That's a fully-functional XML document, but it's only an example. Today, we're going to be more systematic about what goes into an XML document, discussing all the possible parts of such documents. You'll take a look at these parts of an XML document in the coming sections:

W3C defines everything that can go into XML documents in the XML 1.0 and 1.1 specifications, right down to our starting point—the character set you use.

Character Encodings: ASCII, Unicode, and UCS

The characters in an XML document are stored using numeric codes. That can be an issue, because different character sets use different codes, which means an XML processor might have problems trying to read an XML document that uses a character set—called a character encoding—other than what it's used to.

For example, a common character encoding used by text editors is the American Standard Code for Information Interchange (ASCII). ASCII is the default for plain text files created with Windows WordPad. ASCII codes extend from 0 to 255—for example, the ASCII code for A is 65, for B is 66, and so on. So, if you stored the word cat in an XML document written in ASCII, the numbers 67, 65, and 84 are what would actually be stored. On the other hand, the World Wide Web is just that—worldwide. Plenty of character sets can't fit into the 256 characters of ASCII, such as Cyrillic, Armenian, Hebrew, Thai, Tibetan, and so on.

For that reason, W3C turned to Unicode (http://www.unicode.org), which holds 65,536 characters, not just 256 (although only about 40,000 Unicode codes are reserved at this point). To make things easier, the first 256 Unicode characters correspond to the ASCII character set.

REQUIRED TASK 1:
Repeat the XML character encoding excerpt word for word, in full.

PROVIDED ENTRIES:

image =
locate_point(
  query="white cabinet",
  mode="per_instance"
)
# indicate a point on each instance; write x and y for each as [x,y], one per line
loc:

REQUIRED TASK 2:
Please render every line of the records above as a Markdown table with the columns "Line" and "Content", where "Line" is a running row number. Leave out blank lines.

EXERCISE ANSWER 1:
That's a fully-functional XML document, but it's only an example. Today, we're going to be more systematic about what goes into an XML document, discussing all the possible parts of such documents. You'll take a look at these parts of an XML document in the coming sections:

W3C defines everything that can go into XML documents in the XML 1.0 and 1.1 specifications, right down to our starting point—the character set you use.

Character Encodings: ASCII, Unicode, and UCS

The characters in an XML document are stored using numeric codes. That can be an issue, because different character sets use different codes, which means an XML processor might have problems trying to read an XML document that uses a character set—called a character encoding—other than what it's used to.

For example, a common character encoding used by text editors is the American Standard Code for Information Interchange (ASCII). ASCII is the default for plain text files created with Windows WordPad. ASCII codes extend from 0 to 255—for example, the ASCII code for A is 65, for B is 66, and so on. So, if you stored the word cat in an XML document written in ASCII, the numbers 67, 65, and 84 are what would actually be stored. On the other hand, the World Wide Web is just that—worldwide. Plenty of character sets can't fit into the 256 characters of ASCII, such as Cyrillic, Armenian, Hebrew, Thai, Tibetan, and so on.

For that reason, W3C turned to Unicode (http://www.unicode.org), which holds 65,536 characters, not just 256 (although only about 40,000 Unicode codes are reserved at this point). To make things easier, the first 256 Unicode characters correspond to the ASCII character set.

EXERCISE ANSWER 2:
| Line | Content |
|---|---|
| 1 | image = |
| 2 | locate_point( |
| 3 |   query="white cabinet", |
| 4 |   mode="per_instance" |
| 5 | ) |
| 6 | # indicate a point on each instance; write x and y for each as [x,y], one per line |
| 7 | loc: |